Transnet – Africa’s largest state-owned freight rail and ports company – has hit its first half-year headline loss in the wake of the Covid-19 economic crunch.
The group swung to a headline loss of R3 billion for the six months ending September 2020, compared to a R2.9 billion headline profit for its 2019 interim period, according to its latest results that were published on Friday.
Transnet saw a significant impact in its business, with the global Covid-19 pandemic and tougher government-instituted initial lockdown measures designed to curb the spread of the virus resulting in a major drop in freight rail and port volumes.
Freight rail experienced a 16.4% drop in volumes, while port container volumes plunged 20.7%. The freight rail business accounts for around 60% of the group’s revenue, while ports (including Transnet Port Terminals and Transnet National Port Authority) is the second largest contributor, at around 35% of revenue.
Transnet, which also operates fuel pipelines that largely run from Durban to the economic heartland of Gauteng, saw pipeline volumes plummet 38%. However, this is a comparatively small part of its business.

» **Listed records**:
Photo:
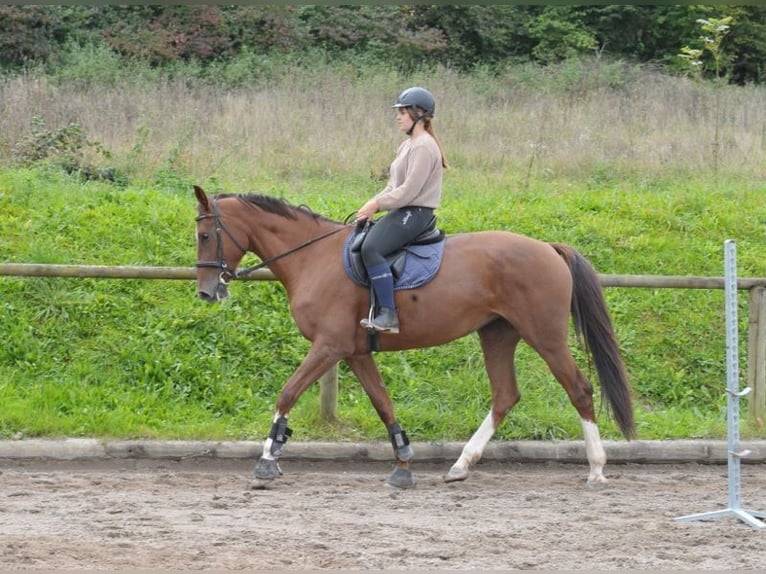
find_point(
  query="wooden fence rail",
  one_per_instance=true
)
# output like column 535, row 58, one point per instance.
column 756, row 287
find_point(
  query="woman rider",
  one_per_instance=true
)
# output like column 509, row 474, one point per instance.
column 412, row 194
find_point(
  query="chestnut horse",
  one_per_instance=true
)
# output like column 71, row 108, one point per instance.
column 504, row 286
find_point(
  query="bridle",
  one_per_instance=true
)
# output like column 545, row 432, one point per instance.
column 227, row 275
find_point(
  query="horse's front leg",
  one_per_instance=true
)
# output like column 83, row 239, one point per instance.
column 318, row 361
column 367, row 372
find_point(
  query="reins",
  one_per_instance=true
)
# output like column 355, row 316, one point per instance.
column 247, row 270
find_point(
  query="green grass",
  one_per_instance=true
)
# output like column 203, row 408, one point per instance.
column 146, row 358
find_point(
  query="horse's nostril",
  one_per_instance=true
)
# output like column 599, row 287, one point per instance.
column 205, row 296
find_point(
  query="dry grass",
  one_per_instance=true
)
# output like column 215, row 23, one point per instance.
column 328, row 122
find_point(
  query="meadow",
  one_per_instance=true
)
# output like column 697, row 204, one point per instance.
column 643, row 173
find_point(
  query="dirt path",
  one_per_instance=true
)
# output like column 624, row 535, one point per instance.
column 202, row 514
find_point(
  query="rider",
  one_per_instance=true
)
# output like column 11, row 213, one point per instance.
column 412, row 194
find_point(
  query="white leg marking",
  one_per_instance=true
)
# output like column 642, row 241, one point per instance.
column 473, row 450
column 268, row 442
column 595, row 453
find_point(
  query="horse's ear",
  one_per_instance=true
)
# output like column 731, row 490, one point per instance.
column 202, row 198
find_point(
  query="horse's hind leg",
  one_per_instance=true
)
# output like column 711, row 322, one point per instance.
column 367, row 372
column 498, row 343
column 580, row 392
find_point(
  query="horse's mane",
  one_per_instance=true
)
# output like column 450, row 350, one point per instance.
column 275, row 205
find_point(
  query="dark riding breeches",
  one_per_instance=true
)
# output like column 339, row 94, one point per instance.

» **Exercise 1**: Please decide whether each statement agrees with the article on Transnet's half-year results, answering yes or no and quoting the deciding words: (a) Freight rail volumes fell by 16.4%. (b) Ports are the largest contributor to the group's revenue. (c) Pipeline volumes dropped 38%.
» **Exercise 2**: According to the article on Transnet's half-year results, what headline profit did the group report for its 2019 interim period?

» **Solution 1**:
(a) Yes: "Freight rail experienced a 16.4% drop in volumes"
(b) No: "ports (including Transnet Port Terminals and Transnet National Port Authority) is the second largest contributor, at around 35% of revenue"
(c) Yes: "saw pipeline volumes plummet 38%"

» **Solution 2**: R2.9 billion.